Data extracted from a collection:
::::

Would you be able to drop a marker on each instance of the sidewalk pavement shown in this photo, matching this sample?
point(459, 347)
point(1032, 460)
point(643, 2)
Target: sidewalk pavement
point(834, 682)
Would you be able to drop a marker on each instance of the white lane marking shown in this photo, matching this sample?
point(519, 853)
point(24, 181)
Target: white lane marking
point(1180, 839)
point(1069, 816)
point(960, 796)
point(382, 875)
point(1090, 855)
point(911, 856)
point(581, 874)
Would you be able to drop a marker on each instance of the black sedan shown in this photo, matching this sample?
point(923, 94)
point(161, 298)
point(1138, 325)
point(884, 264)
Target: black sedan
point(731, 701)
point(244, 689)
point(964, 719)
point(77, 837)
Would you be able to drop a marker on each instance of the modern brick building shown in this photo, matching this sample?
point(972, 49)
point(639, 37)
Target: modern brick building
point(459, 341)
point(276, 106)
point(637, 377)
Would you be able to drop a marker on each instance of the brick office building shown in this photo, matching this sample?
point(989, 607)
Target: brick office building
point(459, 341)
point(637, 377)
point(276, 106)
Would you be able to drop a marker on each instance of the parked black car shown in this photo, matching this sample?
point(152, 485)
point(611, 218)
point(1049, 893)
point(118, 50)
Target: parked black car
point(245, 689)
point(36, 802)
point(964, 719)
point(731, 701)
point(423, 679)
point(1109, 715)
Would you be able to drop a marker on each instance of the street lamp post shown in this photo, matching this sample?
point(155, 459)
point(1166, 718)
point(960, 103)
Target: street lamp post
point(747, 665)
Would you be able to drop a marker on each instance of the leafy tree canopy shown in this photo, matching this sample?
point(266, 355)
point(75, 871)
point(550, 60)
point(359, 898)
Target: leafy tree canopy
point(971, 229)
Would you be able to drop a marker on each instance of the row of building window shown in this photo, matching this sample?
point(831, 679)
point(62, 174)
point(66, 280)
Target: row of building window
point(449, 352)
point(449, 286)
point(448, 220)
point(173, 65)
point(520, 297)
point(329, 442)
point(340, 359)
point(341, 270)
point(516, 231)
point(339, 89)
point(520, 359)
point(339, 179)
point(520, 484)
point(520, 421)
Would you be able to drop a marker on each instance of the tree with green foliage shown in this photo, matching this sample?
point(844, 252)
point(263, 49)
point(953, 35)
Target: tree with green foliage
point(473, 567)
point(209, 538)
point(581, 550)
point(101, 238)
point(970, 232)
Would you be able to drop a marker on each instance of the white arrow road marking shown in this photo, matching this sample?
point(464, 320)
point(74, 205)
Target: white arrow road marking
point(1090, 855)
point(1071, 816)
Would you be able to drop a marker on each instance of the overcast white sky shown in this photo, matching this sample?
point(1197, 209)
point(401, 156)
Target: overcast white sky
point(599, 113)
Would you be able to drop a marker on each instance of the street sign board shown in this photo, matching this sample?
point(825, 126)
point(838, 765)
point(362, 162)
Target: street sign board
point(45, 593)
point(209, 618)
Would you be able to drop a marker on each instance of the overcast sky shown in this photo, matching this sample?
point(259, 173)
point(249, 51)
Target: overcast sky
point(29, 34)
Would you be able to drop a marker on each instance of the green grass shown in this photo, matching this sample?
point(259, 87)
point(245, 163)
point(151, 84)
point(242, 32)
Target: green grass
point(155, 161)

::::

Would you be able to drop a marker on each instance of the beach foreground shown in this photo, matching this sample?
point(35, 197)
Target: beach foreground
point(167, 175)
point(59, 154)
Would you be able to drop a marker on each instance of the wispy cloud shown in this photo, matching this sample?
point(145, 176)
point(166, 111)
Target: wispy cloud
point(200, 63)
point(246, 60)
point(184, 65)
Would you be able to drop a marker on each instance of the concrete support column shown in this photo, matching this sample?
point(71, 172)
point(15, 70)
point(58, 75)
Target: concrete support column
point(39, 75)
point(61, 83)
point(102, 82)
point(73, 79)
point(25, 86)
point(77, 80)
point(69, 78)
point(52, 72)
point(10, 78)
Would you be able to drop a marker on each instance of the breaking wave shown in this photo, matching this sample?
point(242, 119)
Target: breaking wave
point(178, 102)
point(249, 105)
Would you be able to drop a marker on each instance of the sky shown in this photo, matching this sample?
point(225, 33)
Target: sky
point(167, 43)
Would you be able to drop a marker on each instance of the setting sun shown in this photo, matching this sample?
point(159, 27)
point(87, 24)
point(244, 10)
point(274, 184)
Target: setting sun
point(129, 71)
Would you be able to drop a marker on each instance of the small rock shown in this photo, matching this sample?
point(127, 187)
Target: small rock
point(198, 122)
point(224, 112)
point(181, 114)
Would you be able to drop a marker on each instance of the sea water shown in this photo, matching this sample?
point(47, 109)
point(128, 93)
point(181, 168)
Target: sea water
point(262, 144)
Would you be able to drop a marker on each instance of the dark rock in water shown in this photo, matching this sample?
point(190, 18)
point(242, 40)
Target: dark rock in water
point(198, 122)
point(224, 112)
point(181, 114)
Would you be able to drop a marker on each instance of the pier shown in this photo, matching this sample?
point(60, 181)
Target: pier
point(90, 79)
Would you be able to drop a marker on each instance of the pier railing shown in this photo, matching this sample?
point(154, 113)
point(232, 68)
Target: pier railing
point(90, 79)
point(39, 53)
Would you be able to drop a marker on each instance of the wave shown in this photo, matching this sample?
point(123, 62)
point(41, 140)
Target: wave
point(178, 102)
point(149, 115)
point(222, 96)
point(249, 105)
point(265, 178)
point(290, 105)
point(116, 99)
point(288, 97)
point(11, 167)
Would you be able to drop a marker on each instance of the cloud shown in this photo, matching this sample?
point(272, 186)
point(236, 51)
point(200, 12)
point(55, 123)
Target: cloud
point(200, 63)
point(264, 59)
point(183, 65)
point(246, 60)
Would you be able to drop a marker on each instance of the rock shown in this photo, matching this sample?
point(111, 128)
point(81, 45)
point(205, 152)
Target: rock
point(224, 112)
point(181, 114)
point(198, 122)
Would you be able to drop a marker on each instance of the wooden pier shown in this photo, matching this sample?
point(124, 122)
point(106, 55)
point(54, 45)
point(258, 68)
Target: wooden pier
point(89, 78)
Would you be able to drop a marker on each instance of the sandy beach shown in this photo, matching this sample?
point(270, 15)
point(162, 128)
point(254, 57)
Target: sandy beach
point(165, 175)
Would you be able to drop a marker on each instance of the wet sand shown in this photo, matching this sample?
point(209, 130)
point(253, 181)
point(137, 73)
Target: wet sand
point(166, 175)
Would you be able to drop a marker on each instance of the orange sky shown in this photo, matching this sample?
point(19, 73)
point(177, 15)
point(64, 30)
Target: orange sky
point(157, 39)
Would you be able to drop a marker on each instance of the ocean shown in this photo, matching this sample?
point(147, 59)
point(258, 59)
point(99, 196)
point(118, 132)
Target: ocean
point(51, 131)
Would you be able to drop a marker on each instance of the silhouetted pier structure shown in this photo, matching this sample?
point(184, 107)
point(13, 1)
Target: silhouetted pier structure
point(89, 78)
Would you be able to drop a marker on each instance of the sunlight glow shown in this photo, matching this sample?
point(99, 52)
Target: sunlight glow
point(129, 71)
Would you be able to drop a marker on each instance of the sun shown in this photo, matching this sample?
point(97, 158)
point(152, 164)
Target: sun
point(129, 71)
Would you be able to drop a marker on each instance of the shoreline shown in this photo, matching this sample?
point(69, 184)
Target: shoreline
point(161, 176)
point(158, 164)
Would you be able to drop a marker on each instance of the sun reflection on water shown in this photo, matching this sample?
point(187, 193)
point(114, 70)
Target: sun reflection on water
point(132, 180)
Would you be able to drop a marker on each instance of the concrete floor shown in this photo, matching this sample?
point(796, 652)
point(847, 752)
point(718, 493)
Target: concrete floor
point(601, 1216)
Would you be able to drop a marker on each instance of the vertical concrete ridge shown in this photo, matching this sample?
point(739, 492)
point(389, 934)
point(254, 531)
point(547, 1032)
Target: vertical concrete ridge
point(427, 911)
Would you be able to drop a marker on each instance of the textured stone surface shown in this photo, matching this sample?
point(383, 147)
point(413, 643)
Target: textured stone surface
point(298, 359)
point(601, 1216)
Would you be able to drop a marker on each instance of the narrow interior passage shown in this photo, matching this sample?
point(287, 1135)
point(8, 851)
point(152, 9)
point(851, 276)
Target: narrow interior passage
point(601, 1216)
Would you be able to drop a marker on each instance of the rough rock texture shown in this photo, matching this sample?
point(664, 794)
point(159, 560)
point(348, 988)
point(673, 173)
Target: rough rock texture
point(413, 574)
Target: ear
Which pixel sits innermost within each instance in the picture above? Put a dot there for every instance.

::::

Action item.
Could you reproduce, exactly, every line above from the line with "the sun shown" to the line with "point(69, 184)", and no other line? Both ends count.

Exercise result.
Would you be able to drop a marker on each instance of the sun shown in this photo, matching this sample?
point(97, 158)
point(152, 164)
Target: sun
point(129, 71)
Would you be able to drop a marker on each instance of the shoreline shown in this photo, matching this sample?
point(69, 184)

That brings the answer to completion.